**SECÇÃO DO DOCUMENTO:**
+===+

Não, não é engano.
Quando eu era puto, a Laranjina C era uma das bebidas que a malta mais consumia. Tinha uma garrafa espectacular, um prodígio de design, mais a mais tendo em conta que estávamos nos anos 60 (do sec.XX, pois…). Continua, ainda hoje, a ser uma referência para o pessoal mais entradote. Nesses “gloriosos” tempos, a rapaziada imberbe na fase que podemos designar por “ pré-cerveja”, se quisesse beber uma Coca-Cola tinha que ir a Espanha. Ah pois, cá era proibida! Sumol, vá lá que não vá. Canada Dry lá aparecia nos sítios mais “selectos”, mas a Laranjina era um “must”. Um dos nossos pequenos prazeres. Como as pastilhas Pirata, ou os livros da Colecção Falcão…
Outro dos nossos prazeres (e aqui entramos nos finalmentes… 8)) era andar de bicicleta.

+===+

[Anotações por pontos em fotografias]
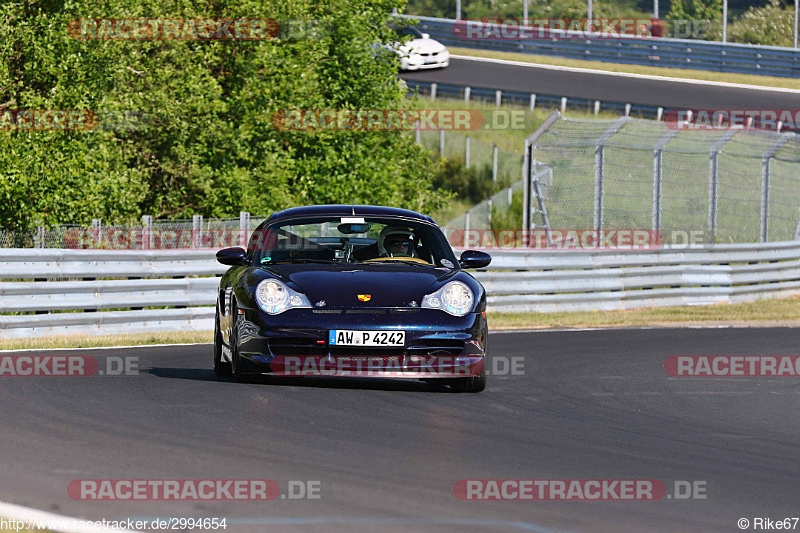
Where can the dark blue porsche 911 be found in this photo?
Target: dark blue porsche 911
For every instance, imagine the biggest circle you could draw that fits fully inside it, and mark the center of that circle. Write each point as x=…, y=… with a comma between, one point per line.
x=352, y=290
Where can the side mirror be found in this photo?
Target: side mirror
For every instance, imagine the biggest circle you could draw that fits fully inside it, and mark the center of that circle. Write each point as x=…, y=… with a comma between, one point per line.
x=474, y=259
x=232, y=256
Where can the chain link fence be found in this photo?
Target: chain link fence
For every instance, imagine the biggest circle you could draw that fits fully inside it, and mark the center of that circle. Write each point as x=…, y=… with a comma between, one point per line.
x=728, y=186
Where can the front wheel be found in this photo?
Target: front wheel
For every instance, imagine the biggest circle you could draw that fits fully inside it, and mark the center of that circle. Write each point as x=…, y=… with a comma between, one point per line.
x=221, y=368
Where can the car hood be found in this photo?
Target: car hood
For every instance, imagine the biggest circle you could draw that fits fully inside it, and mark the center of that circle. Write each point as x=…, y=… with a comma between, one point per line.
x=422, y=46
x=386, y=285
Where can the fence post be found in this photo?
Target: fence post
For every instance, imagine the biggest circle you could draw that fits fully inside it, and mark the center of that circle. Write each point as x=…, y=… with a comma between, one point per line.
x=494, y=163
x=764, y=198
x=658, y=167
x=38, y=238
x=244, y=228
x=765, y=171
x=96, y=226
x=197, y=229
x=599, y=169
x=466, y=228
x=713, y=180
x=147, y=232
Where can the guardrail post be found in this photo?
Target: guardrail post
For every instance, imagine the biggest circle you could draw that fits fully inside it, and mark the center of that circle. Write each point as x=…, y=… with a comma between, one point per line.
x=494, y=163
x=197, y=230
x=96, y=225
x=147, y=232
x=244, y=228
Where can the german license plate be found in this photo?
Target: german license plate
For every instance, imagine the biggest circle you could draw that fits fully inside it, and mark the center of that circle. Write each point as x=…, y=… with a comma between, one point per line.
x=347, y=337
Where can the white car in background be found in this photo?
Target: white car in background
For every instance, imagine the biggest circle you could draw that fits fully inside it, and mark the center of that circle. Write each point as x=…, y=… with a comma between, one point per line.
x=421, y=51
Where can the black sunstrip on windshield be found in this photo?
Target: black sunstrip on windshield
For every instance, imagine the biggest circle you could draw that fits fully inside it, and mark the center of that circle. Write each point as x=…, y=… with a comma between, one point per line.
x=370, y=240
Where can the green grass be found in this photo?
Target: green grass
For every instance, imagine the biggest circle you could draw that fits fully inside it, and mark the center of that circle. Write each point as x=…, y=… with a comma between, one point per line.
x=772, y=312
x=748, y=79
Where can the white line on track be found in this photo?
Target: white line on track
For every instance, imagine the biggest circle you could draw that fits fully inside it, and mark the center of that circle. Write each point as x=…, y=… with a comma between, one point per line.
x=53, y=522
x=630, y=75
x=105, y=347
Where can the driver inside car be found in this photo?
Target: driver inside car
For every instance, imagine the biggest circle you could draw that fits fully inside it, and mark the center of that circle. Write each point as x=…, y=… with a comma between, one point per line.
x=395, y=241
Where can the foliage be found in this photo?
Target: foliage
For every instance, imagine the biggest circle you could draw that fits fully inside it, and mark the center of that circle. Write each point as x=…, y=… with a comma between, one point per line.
x=472, y=184
x=771, y=25
x=201, y=140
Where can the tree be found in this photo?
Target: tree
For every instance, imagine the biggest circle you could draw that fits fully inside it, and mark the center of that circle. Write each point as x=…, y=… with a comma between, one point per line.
x=198, y=136
x=770, y=25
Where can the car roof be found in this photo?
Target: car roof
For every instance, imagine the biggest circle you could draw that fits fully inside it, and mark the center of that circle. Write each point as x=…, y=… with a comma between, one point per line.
x=348, y=210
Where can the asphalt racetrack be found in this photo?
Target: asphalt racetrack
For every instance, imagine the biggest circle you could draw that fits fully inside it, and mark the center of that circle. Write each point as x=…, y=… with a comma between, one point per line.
x=582, y=405
x=605, y=87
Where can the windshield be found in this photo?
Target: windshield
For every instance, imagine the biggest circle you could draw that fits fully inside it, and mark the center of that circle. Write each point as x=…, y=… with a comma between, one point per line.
x=351, y=240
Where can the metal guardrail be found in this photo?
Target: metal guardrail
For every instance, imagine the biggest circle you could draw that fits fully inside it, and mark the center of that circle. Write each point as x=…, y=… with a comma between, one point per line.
x=544, y=280
x=660, y=52
x=533, y=100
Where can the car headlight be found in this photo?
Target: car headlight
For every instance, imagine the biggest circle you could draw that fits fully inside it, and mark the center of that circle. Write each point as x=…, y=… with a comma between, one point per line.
x=454, y=298
x=275, y=297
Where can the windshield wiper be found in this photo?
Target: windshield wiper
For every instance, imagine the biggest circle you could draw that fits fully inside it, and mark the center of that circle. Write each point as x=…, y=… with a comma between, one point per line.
x=297, y=261
x=397, y=260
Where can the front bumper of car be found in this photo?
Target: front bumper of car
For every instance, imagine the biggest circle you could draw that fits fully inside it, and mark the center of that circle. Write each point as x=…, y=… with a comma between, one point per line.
x=437, y=345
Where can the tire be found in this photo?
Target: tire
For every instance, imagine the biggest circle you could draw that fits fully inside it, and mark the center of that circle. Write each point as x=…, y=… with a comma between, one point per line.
x=236, y=359
x=470, y=384
x=221, y=368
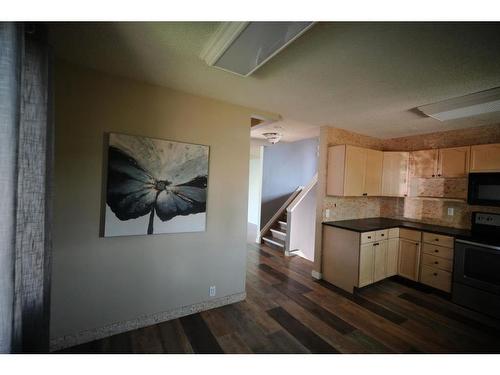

+===+

**OBJETIVO:** Reproduza sem alterações, do texto sobre a Laranjina C, tudo o que vai de "Quando eu era" até "andar de bicicleta.".

**RESULTADO:**
Quando eu era puto, a Laranjina C era uma das bebidas que a malta mais consumia. Tinha uma garrafa espectacular, um prodígio de design, mais a mais tendo em conta que estávamos nos anos 60 (do sec.XX, pois…). Continua, ainda hoje, a ser uma referência para o pessoal mais entradote. Nesses “gloriosos” tempos, a rapaziada imberbe na fase que podemos designar por “ pré-cerveja”, se quisesse beber uma Coca-Cola tinha que ir a Espanha. Ah pois, cá era proibida! Sumol, vá lá que não vá. Canada Dry lá aparecia nos sítios mais “selectos”, mas a Laranjina era um “must”. Um dos nossos pequenos prazeres. Como as pastilhas Pirata, ou os livros da Colecção Falcão…
Outro dos nossos prazeres (e aqui entramos nos finalmentes… 8)) era andar de bicicleta.